─── Provided entries
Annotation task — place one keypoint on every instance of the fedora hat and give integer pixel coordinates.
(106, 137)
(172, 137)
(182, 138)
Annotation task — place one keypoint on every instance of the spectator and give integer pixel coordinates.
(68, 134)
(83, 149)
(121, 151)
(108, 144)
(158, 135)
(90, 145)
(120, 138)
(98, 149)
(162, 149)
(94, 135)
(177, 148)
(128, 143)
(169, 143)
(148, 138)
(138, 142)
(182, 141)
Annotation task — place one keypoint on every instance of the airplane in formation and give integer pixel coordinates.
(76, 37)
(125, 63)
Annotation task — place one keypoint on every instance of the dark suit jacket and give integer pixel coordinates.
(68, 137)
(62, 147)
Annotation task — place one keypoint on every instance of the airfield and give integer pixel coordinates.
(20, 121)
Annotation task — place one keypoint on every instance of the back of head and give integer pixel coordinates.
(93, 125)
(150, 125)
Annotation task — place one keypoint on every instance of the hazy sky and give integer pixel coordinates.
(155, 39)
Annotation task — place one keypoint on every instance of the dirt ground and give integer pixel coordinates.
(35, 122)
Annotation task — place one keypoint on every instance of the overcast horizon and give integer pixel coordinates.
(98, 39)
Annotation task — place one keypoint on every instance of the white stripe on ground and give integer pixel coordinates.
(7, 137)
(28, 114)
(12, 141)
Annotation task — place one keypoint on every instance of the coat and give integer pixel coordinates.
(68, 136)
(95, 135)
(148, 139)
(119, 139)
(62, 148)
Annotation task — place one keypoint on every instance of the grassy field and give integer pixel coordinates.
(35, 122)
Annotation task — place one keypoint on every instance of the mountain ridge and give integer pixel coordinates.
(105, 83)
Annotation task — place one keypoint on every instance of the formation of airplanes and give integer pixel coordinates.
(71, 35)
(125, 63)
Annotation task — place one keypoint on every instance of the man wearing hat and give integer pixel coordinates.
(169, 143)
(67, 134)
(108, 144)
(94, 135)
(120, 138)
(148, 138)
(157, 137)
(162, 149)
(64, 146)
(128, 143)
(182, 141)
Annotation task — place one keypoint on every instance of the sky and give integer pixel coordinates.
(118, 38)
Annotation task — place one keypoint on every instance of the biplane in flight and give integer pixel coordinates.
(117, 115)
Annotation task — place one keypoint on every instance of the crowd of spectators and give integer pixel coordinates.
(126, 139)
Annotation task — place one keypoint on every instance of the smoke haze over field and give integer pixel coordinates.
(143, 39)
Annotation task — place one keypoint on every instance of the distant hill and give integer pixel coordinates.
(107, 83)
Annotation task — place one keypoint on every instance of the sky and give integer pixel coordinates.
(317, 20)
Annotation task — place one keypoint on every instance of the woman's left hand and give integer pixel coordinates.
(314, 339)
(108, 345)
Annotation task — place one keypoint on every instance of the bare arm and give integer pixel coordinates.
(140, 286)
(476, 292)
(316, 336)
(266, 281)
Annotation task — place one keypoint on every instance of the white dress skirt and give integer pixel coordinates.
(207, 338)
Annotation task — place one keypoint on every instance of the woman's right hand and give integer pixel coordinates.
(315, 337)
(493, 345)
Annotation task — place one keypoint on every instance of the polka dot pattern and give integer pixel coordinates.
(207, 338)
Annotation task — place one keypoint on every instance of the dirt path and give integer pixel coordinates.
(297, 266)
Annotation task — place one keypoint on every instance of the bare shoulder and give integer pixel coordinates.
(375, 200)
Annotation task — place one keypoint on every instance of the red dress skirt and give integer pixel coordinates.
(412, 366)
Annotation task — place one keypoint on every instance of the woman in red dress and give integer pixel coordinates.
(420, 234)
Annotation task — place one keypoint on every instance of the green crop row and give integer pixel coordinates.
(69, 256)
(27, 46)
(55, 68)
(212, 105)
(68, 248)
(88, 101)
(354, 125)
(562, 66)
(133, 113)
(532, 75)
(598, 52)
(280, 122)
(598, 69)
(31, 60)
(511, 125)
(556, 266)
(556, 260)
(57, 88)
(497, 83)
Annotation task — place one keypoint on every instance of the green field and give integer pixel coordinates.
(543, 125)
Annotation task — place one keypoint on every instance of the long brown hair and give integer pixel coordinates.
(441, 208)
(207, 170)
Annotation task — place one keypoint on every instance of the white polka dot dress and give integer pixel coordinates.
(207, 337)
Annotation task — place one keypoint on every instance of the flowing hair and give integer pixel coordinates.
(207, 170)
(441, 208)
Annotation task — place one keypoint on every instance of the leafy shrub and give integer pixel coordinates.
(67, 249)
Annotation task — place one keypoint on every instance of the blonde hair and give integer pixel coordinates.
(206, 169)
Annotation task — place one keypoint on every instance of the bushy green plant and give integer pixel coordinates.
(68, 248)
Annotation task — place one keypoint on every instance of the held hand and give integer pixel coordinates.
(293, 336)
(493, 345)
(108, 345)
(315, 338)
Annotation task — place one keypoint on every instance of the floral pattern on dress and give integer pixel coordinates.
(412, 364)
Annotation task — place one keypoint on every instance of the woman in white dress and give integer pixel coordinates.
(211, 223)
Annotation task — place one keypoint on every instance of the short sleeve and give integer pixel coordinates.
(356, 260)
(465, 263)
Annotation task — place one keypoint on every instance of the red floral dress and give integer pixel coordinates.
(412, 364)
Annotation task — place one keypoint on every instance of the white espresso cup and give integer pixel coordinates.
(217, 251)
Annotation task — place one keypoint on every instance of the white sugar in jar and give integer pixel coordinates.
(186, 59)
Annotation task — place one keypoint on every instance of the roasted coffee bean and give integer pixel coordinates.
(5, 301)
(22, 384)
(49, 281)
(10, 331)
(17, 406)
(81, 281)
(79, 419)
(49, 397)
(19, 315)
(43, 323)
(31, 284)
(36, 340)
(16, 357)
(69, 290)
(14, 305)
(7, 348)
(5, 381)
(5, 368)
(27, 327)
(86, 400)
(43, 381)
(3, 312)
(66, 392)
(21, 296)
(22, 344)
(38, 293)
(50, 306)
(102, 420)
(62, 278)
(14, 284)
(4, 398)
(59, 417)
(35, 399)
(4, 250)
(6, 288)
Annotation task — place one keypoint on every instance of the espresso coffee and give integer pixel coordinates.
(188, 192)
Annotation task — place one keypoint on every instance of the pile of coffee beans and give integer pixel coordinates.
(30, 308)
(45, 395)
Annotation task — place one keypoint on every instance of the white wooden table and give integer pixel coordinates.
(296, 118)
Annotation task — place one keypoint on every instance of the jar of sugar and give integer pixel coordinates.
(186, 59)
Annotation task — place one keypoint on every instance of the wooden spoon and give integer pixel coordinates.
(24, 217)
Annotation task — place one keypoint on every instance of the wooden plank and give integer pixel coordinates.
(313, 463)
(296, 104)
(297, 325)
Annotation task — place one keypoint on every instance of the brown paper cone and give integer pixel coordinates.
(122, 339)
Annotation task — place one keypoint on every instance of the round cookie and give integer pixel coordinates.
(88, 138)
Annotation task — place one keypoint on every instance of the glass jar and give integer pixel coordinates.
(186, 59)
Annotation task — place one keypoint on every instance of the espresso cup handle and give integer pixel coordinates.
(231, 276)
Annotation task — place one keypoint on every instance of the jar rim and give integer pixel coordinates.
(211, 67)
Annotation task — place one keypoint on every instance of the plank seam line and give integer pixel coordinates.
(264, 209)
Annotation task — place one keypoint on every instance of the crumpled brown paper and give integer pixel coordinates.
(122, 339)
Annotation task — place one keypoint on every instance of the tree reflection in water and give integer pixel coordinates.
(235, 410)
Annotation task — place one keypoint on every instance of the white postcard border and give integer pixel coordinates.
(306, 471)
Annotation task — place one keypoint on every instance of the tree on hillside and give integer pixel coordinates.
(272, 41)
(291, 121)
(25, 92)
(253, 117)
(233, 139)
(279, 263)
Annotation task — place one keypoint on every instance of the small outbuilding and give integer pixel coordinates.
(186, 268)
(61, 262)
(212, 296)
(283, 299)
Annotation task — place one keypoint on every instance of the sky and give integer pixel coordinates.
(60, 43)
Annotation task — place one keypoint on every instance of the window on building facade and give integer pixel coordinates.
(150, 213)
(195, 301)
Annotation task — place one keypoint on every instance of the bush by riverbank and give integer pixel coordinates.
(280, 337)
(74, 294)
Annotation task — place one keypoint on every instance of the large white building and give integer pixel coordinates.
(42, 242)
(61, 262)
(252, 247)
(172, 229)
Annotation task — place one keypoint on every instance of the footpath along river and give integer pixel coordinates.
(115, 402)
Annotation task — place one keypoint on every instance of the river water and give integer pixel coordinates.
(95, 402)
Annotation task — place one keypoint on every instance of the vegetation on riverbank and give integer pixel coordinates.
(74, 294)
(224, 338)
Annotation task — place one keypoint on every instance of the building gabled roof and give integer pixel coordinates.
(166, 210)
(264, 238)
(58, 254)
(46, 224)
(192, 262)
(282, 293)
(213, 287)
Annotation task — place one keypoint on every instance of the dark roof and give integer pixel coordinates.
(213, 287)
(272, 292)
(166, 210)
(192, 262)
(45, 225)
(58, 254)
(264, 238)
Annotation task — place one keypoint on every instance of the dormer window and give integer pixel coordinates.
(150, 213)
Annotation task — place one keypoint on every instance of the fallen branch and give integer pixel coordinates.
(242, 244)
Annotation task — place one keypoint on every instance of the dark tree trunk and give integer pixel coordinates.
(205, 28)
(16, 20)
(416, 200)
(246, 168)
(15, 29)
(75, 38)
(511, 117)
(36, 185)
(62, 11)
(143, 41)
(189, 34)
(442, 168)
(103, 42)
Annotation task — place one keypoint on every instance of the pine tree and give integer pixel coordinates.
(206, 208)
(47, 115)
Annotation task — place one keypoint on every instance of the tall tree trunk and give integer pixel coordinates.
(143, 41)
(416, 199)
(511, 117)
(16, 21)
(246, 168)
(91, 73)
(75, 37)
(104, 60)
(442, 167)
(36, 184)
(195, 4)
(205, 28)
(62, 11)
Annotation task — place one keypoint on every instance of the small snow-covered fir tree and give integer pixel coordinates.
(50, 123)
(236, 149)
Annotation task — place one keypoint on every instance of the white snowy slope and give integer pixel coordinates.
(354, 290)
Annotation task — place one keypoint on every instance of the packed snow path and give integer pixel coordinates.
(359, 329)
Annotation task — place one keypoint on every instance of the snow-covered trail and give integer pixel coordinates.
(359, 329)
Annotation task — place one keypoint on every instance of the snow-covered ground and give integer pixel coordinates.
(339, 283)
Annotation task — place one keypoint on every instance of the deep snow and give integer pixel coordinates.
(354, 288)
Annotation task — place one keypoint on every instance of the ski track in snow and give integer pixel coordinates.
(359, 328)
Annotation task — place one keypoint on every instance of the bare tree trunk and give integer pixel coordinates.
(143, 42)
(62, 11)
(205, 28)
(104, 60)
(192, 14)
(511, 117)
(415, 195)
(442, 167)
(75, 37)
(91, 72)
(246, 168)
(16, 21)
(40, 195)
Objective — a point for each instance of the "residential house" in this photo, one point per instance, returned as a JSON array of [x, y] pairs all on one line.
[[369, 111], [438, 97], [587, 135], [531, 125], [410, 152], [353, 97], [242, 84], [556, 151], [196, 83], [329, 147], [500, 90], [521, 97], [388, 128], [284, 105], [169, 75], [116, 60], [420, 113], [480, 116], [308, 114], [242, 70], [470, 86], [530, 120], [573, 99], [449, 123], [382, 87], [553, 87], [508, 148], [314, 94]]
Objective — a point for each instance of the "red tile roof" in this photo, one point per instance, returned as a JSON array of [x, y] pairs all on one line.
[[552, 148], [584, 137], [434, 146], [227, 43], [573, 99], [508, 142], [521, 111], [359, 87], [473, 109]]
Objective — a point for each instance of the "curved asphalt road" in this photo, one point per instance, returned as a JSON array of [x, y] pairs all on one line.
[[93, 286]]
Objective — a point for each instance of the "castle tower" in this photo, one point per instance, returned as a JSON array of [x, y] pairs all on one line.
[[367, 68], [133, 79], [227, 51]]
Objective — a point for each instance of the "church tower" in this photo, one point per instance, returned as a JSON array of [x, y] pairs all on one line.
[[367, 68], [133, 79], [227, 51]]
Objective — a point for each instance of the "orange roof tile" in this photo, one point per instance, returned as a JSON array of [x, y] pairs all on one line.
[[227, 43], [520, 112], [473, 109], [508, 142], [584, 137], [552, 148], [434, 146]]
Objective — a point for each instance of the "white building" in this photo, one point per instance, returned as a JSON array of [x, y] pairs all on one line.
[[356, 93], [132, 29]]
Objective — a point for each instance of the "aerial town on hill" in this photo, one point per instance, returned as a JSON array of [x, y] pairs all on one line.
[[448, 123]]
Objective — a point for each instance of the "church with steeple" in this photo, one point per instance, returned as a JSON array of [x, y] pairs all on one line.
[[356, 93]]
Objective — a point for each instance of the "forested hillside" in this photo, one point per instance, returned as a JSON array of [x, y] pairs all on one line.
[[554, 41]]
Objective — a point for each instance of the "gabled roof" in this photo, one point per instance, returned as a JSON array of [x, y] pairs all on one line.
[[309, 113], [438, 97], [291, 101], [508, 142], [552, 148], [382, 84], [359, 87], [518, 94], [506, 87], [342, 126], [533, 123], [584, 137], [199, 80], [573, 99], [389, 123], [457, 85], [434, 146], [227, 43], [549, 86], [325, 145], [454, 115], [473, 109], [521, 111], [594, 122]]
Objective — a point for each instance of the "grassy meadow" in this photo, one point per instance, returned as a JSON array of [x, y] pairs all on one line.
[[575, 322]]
──────
▸ **Written request**:
Which of the lines above contain the string "hair", with case counting? Pull out each such line in full.

▸ **Solution for this task**:
Annotation task — place one keypoint on every instance of the long brown hair and give integer pixel coordinates.
Annotation task — place one keypoint on every instance of the flowing hair and give integer pixel coordinates.
Annotation task — place one keypoint on every instance of the blonde hair and give integer pixel coordinates.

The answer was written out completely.